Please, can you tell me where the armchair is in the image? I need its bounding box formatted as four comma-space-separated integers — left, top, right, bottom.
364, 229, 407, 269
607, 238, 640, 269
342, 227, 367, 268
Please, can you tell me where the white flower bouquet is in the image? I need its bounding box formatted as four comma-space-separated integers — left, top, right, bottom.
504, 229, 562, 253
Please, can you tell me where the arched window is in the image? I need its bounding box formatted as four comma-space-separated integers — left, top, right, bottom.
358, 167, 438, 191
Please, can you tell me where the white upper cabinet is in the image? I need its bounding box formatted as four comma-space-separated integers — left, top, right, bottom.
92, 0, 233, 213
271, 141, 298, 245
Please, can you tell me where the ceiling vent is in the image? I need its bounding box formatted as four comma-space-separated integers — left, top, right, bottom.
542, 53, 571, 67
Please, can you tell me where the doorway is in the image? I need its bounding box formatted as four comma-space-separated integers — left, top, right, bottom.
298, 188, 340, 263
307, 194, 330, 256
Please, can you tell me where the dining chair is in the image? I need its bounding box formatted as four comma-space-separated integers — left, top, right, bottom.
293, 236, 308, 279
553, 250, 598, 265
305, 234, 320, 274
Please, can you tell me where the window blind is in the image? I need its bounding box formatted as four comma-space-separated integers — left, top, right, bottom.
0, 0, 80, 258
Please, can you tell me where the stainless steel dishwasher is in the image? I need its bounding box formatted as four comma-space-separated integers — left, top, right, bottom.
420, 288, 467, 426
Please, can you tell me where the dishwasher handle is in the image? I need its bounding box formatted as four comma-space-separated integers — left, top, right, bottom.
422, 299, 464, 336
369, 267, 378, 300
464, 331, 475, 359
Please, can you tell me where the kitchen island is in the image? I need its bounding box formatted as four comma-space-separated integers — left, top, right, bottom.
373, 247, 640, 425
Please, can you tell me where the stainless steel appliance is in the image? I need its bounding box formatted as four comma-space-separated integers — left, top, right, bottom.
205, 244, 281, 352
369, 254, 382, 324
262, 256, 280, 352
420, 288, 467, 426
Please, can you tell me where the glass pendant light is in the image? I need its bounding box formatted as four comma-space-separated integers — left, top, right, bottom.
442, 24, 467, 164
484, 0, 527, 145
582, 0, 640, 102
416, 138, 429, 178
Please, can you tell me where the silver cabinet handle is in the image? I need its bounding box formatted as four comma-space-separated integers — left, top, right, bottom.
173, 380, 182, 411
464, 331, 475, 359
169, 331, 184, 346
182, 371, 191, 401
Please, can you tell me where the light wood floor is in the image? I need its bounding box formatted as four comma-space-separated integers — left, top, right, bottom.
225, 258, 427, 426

· · · · ·

> _Given request_
Please convert all of the items above into a two-column CSV with the headers "prompt" and "answer", one row per item. Put the item's text and its full answer each in a single quoted field, with line breaks replaced by spaces.

> _Written response_
prompt,answer
"Please, can you tell me where the armchair is in the image? I need its bounding box formatted as four comma-space-separated integers — left, top, right, bottom.","364, 229, 407, 269 607, 238, 640, 269 342, 227, 367, 268"
"Please, can you tell me where the white flower bouquet is in the image? I need its bounding box formatted as four comma-space-separated integers — left, top, right, bottom.","504, 229, 562, 253"
"Please, can you tell me where the arched window is in the image? I need its bounding box formatted as four comma-space-separated integers — left, top, right, bottom.","358, 167, 438, 191"
"Please, can you tell me where the white upper cabinet is in the image? I need its bounding box formatted as four comma-space-separated integers — left, top, right, bottom.","92, 0, 233, 213 271, 141, 298, 245"
"Please, can you tell me where the ceiling vent is in the image? I need its bounding box formatted as four comma-space-separated integers — left, top, right, bottom.","542, 53, 571, 67"
"Please, can you tell me where the doorway is in the image? I need its bounding box formatted as four comma-space-separated integers — left, top, right, bottom.","298, 188, 340, 263 307, 194, 330, 256"
"Please, can you tell me where the dining chair is in the image? I need its bounding box formatted as four comma-space-separated integers — left, top, right, bottom.","293, 236, 308, 279 553, 250, 598, 265 305, 234, 320, 274"
"Please, can you tell me where the window blind is in the image? I need its bounding box formatted as four comma-space-separated integers — left, top, right, bottom.","0, 0, 80, 258"
"Please, can you tell me where the stainless steel dishwasher is in the image? I need its bounding box formatted as four comma-space-separated integers — left, top, right, bottom.","420, 288, 467, 426"
"Please, can you tell me where the dishwasher handle is in the image? I need its bounding box formatted as four comma-space-separated integers — left, top, right, bottom.","422, 299, 464, 336 369, 267, 378, 300 464, 331, 475, 359"
"Please, can you tell me where the kitchen island is in the image? I need its bounding box formatted as four comma-space-separated integers — left, top, right, bottom.","373, 247, 640, 425"
"Please, can you tell me where the stainless steel appliance is in the image? I need its bounding box formatted as four comma-space-separated integers — left, top, right, bottom.","205, 244, 281, 352 369, 254, 382, 324 262, 256, 280, 352 420, 288, 467, 426"
"Please, can you tell me where the glass pendant light is in the image? I need its bounding box formatted as four comma-space-separated integers — left, top, right, bottom.","442, 24, 467, 164 484, 0, 527, 145 582, 0, 640, 102 416, 138, 429, 178"
"Please, can you tell me where the silver cabinet handle is in the image? I need its bounding box formatted as four comma-space-separated integers — left, top, right, bottom.","173, 380, 182, 411 464, 331, 475, 359 169, 331, 184, 346 182, 371, 191, 401"
"Please, can you tell me where the light wood floor is in the image? I need its bounding box formatted as four comma-space-separated integers — left, top, right, bottom.","225, 258, 427, 426"